- [WHAT IS EXPECTED] Return each entry exactly, omitting nothing.

(Data extracted from a collection)

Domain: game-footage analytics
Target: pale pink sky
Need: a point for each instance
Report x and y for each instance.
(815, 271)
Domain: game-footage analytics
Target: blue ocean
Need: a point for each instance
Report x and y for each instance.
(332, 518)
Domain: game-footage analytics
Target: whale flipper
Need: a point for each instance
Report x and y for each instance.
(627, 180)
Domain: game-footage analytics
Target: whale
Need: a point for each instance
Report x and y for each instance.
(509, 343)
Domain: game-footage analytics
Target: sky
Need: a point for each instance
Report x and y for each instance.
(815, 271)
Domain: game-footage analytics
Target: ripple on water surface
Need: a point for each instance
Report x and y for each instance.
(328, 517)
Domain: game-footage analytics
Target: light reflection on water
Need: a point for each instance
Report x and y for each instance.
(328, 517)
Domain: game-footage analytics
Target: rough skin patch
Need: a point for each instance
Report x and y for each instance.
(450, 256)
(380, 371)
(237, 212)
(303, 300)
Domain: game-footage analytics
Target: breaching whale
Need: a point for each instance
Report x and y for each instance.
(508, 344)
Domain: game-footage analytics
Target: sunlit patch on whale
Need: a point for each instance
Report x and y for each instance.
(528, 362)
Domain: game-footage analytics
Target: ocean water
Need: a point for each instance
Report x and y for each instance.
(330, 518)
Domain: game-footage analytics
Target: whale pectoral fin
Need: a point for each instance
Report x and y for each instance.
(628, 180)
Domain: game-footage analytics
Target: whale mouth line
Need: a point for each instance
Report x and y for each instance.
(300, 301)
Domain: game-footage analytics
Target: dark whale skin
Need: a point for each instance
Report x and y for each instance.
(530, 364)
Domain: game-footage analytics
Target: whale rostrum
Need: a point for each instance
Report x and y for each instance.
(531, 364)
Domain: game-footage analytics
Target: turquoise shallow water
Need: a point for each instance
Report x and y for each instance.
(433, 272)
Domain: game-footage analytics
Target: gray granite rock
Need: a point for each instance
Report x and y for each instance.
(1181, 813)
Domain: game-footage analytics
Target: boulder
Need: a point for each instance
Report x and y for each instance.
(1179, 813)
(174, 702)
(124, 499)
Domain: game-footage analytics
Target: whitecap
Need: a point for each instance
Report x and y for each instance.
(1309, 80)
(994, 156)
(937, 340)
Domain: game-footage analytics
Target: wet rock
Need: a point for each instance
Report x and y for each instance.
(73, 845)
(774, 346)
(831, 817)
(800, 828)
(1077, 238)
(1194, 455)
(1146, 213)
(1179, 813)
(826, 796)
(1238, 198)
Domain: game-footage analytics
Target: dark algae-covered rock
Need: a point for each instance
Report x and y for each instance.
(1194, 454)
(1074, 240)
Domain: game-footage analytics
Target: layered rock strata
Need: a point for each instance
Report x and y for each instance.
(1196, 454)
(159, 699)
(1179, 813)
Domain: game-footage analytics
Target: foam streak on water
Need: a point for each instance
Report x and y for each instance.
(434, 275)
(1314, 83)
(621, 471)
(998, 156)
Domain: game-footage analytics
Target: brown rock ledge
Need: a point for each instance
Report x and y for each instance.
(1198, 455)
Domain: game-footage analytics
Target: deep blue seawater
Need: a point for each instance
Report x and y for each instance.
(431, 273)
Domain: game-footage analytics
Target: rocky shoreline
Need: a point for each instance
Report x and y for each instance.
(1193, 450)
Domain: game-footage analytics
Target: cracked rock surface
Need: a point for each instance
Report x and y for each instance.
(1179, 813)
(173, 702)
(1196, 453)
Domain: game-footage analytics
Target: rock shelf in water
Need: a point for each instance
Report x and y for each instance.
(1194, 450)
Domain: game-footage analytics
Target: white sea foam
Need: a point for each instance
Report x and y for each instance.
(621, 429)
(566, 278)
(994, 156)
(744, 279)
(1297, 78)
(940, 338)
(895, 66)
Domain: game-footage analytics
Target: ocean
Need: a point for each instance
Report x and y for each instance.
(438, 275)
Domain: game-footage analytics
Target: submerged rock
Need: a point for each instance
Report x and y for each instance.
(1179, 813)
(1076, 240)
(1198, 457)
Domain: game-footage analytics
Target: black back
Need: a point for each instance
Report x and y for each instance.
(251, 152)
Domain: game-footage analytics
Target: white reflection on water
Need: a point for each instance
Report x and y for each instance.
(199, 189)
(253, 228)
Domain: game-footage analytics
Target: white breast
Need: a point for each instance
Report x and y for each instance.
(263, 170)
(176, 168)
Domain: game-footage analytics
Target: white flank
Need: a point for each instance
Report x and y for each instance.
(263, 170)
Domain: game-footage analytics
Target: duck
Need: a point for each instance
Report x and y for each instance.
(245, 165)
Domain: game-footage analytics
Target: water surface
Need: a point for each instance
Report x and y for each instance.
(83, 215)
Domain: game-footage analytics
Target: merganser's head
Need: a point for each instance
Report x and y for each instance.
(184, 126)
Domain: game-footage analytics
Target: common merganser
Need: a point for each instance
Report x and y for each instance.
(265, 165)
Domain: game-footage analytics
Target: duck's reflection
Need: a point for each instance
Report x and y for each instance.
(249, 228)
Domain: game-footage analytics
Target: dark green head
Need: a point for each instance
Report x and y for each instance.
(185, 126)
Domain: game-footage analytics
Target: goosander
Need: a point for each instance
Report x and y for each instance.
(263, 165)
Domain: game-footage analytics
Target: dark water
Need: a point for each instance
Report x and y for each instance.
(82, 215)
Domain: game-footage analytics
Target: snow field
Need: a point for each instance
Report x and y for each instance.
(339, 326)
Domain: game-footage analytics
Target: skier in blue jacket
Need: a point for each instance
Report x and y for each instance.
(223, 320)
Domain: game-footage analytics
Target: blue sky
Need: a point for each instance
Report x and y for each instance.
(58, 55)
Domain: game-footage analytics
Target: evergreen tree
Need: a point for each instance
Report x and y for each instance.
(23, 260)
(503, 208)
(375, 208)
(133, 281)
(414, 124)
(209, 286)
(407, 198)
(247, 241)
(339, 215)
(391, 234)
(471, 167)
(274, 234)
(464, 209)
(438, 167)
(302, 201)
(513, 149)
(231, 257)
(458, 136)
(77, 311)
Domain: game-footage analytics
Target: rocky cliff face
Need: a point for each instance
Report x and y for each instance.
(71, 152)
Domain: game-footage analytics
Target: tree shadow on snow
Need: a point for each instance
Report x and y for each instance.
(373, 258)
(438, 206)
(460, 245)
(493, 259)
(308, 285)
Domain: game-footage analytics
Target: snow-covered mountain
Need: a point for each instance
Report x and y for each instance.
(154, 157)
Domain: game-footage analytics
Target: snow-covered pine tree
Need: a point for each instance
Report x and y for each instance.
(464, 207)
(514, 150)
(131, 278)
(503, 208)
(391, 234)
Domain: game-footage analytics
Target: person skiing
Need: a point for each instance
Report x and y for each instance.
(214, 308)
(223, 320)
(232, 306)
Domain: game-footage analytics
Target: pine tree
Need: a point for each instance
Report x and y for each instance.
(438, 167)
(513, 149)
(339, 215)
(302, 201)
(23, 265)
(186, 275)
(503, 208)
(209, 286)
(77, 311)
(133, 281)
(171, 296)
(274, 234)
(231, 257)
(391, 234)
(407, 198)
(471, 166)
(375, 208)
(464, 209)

- [FULL OUTPUT]
Domain: game-footage analytics
Target: pale pink sky
Need: a point for each instance
Report x and y for each instance.
(815, 271)
Domain: game-footage analytics
Target: blue ocean
Need: a point for each instance
Report x and y for each instance.
(332, 518)
Domain: game-footage analytics
Target: whale flipper
Need: a point for each instance
Report x and y for each instance.
(627, 180)
Domain: game-footage analytics
Target: whale
Need: a point for each instance
Report x and y for each instance.
(509, 343)
Domain: game-footage analytics
Target: sky
Need: a point for each instance
Report x and y for each instance.
(815, 271)
Domain: game-footage analytics
Target: ripple on water surface
Need: a point for each instance
Report x and y for each instance.
(328, 517)
Domain: game-footage analytics
Target: light reflection on water
Need: a point for each instance
Report x and y for each instance.
(328, 517)
Domain: game-footage analytics
Target: rough skin patch
Need: a point for each instance
Report x and y for each instance.
(450, 256)
(380, 371)
(237, 212)
(303, 300)
Domain: game-footage analytics
Target: breaching whale
Need: a point for each instance
Report x and y for each instance.
(508, 344)
Domain: game-footage analytics
Target: sunlit patch on whale
Need: a point for each instance
Report x and y for each instance.
(528, 362)
Domain: game-footage analytics
Target: ocean water
Need: a point for each instance
Report x and y for each instance.
(330, 518)
Domain: game-footage analytics
Target: whale pectoral fin
Need: a point for each instance
Report x and y for each instance.
(628, 180)
Domain: game-footage analytics
Target: whale mouth line
Need: a point for each instance
Report x and y for each instance.
(300, 301)
Domain: game-footage analytics
Target: dark whale skin
Need: a point for each instance
Report x and y for each instance.
(530, 364)
Domain: game-footage analytics
Target: whale rostrum
Need: a point for each instance
Report x and y for each instance.
(531, 364)
Domain: game-footage analytics
Target: turquoise shallow water
Need: a point for each instance
Report x and y for each instance.
(433, 272)
Domain: game-footage analytics
Target: gray granite rock
Need: a point for each instance
Report x and y for each instance.
(1181, 813)
Domain: game-footage analytics
Target: boulder
Need: a point for each instance
Report x and y for each instance.
(1179, 813)
(174, 702)
(124, 499)
Domain: game-footage analytics
Target: whitecap
Need: a point for each instance
Report x and y for each instance.
(1309, 80)
(994, 156)
(937, 340)
Domain: game-footage analytics
Target: wet rock
Need: a point for each instance
Report x and y for each instance.
(73, 845)
(774, 346)
(831, 817)
(800, 828)
(1077, 238)
(1194, 455)
(1146, 213)
(1179, 813)
(826, 796)
(1238, 198)
Domain: game-footage analytics
Target: dark algae-covered rock
Need: a point for each instance
Report x and y for each instance.
(1194, 454)
(1074, 240)
Domain: game-footage analytics
Target: layered rock strata
Need: a point for each instance
Report x and y for each instance.
(1196, 454)
(159, 699)
(1179, 813)
Domain: game-footage analytics
Target: foam streak on water
Need: a point for each instance
Report x and y for each instance.
(434, 275)
(1314, 83)
(621, 471)
(998, 156)
Domain: game-footage analytics
Target: brown rock ledge
Need: a point for each instance
Report x and y for each instance.
(1198, 455)
Domain: game-footage analytics
Target: deep blue seawater
Need: a point for each instance
Report x and y for each instance.
(431, 273)
Domain: game-footage analytics
Target: rocky shoreline
Need: a point for each instance
Report x and y for each instance.
(1193, 450)
Domain: game-footage analytics
Target: cracked rock surface
Need: a point for each instance
Report x and y for each instance.
(1179, 813)
(173, 702)
(1196, 453)
Domain: game-footage analytics
Target: rock shelf in water
Need: a point for each instance
Report x and y for each instance.
(1194, 450)
Domain: game-footage analytics
Target: white sea foam
Need: a point for each instance
Report x and y for each instance.
(621, 429)
(566, 278)
(994, 156)
(744, 279)
(1297, 78)
(940, 338)
(895, 66)
Domain: game-footage analytics
Target: ocean
Need: a point for each instance
Report x and y for each instance.
(438, 275)
Domain: game-footage analytics
Target: submerged rock
Need: a point for each instance
Report x and y for each instance.
(1179, 813)
(1076, 240)
(1198, 457)
Domain: game-footage analytics
Target: black back
Need: a point for each instance
Report x and y for each instance.
(251, 152)
Domain: game-footage analytics
Target: white reflection on water
Need: a point for each instance
Report x and y for each instance.
(199, 189)
(253, 228)
Domain: game-footage analytics
Target: white breast
Need: a point for each instance
Report x and y for each instance.
(263, 170)
(176, 168)
Domain: game-footage analytics
Target: white flank
Need: a point for each instance
Report x and y for each instance.
(263, 170)
Domain: game-footage analytics
Target: duck
Need: a point for each instance
Report x and y for each instance.
(245, 165)
Domain: game-footage analytics
Target: water surface
Need: a point for each instance
Report x and y for each instance.
(83, 215)
Domain: game-footage analytics
Target: merganser's head
Need: a point for each instance
Report x and y for each instance.
(184, 126)
Domain: game-footage analytics
Target: common merganser
Need: a point for each instance
Report x and y for each instance.
(265, 165)
Domain: game-footage analytics
Target: duck's reflection
Need: a point for each instance
Report x and y for each instance.
(249, 228)
Domain: game-footage analytics
Target: dark green head
Need: a point for each instance
Report x and y for each instance.
(185, 126)
Domain: game-footage analytics
Target: goosander
Need: a point for each instance
Report x and y for each instance.
(263, 165)
Domain: game-footage analytics
Target: dark water
Need: a point for each instance
Report x and y for each instance.
(82, 215)
Domain: game-footage analytics
Target: snow field
Need: a point for each instance
Report x and y for each instance.
(339, 326)
Domain: game-footage analytics
Target: skier in blue jacket
Need: a point for each instance
Report x and y for each instance.
(223, 320)
Domain: game-footage analytics
Target: blue sky
Need: a point for each instance
Report x and y for each instance.
(58, 55)
Domain: game-footage analytics
Target: evergreen tree
Need: a point for each instance
Report x and y for each instance.
(23, 260)
(503, 208)
(375, 208)
(133, 281)
(414, 124)
(209, 286)
(407, 198)
(247, 241)
(339, 215)
(391, 234)
(471, 167)
(274, 234)
(464, 209)
(438, 167)
(302, 201)
(513, 149)
(231, 257)
(458, 136)
(77, 311)
Domain: game-footage analytics
Target: rocky cliff face
Need: a point for each instance
Report x and y for each instance.
(71, 152)
Domain: game-footage analytics
Target: tree shadow on snow
Need: a point for each instance
Report x and y for each instance.
(373, 258)
(438, 206)
(460, 245)
(493, 259)
(308, 285)
Domain: game-footage analytics
Target: snow-covered mountain
Need: a point for each instance
Report x and y for each instance.
(154, 157)
Domain: game-footage analytics
Target: snow-covered pine tree
Need: a point for each instance
Report x and y for each instance.
(464, 207)
(514, 150)
(131, 278)
(503, 208)
(391, 234)
Domain: game-footage analytics
Target: person skiing
Need: a point for each instance
Report x and y for each instance.
(214, 308)
(223, 320)
(232, 306)
Domain: game-footage analytics
Target: pine tree
Need: a point for each instance
Report x and y for each instance.
(438, 167)
(513, 149)
(339, 215)
(302, 201)
(23, 265)
(186, 275)
(503, 208)
(209, 286)
(77, 311)
(133, 281)
(171, 296)
(274, 234)
(231, 257)
(391, 234)
(407, 198)
(471, 166)
(375, 208)
(464, 209)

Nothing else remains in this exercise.